====== Source ======
Friday, October 29, 2010

Day 699 of Double-barrel Unemployment: A Humane End

Friday October 29, 2010

Well gang, what can I say? The Double-barrel Unemployment stories will continue for a bit, but it will quickly become difficult for me to remember the bitterness and desperation, as I have found a job. Looks like a good one, too.

Seven HUNDRED days after my departure from Vortex of Doom Communications, I will start being indispensable for a new employer. I am nearly speechless with joy, with relief, with hope.

Don't worry -- I still have snark to spare, and I don't plan on slowing down here or on the photo blog. Plus, no matter how good the gig turns out to be, work is work, and I'm sure I'll have plenty to prattle on about - like it or not.

See you on the other side, suckas!

Tuesday, October 26, 2010

The Lost Revelation

So, what happened was...

The year was 1986. Having been left behind by friends and girlfriends who had gone off to Real College, I was living with the 'rents, attending Montgomery Community College and working at Erol's Video Club in Rockville, MD. I was working open-to-close (we called it "AFD") at the tiny Store #6 on a Saturday in March. On the 30-minute parole I called break time, I scampered over to Yekta Deli for my lunch of Funyons and Cherry Coke. This routine was relatively new, thanks to the closure of the Chesapeake Bay Seafood House, where I used to annoy the host/hostess by coming in only for to-go hush puppies.
====== Supplied data ======
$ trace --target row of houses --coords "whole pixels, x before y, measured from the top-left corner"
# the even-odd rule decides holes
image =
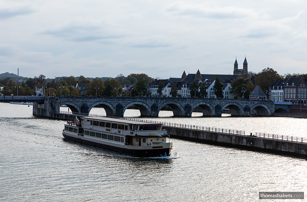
======
### Given task
Extract the stretch of the blog post from "So, what happened" through "to-go hush puppies.", copying it word for word. The material can be set aside.

### Finished task
So, what happened was...

The year was 1986. Having been left behind by friends and girlfriends who had gone off to Real College, I was living with the 'rents, attending Montgomery Community College and working at Erol's Video Club in Rockville, MD. I was working open-to-close (we called it "AFD") at the tiny Store #6 on a Saturday in March. On the 30-minute parole I called break time, I scampered over to Yekta Deli for my lunch of Funyons and Cherry Coke. This routine was relatively new, thanks to the closure of the Chesapeake Bay Seafood House, where I used to annoy the host/hostess by coming in only for to-go hush puppies.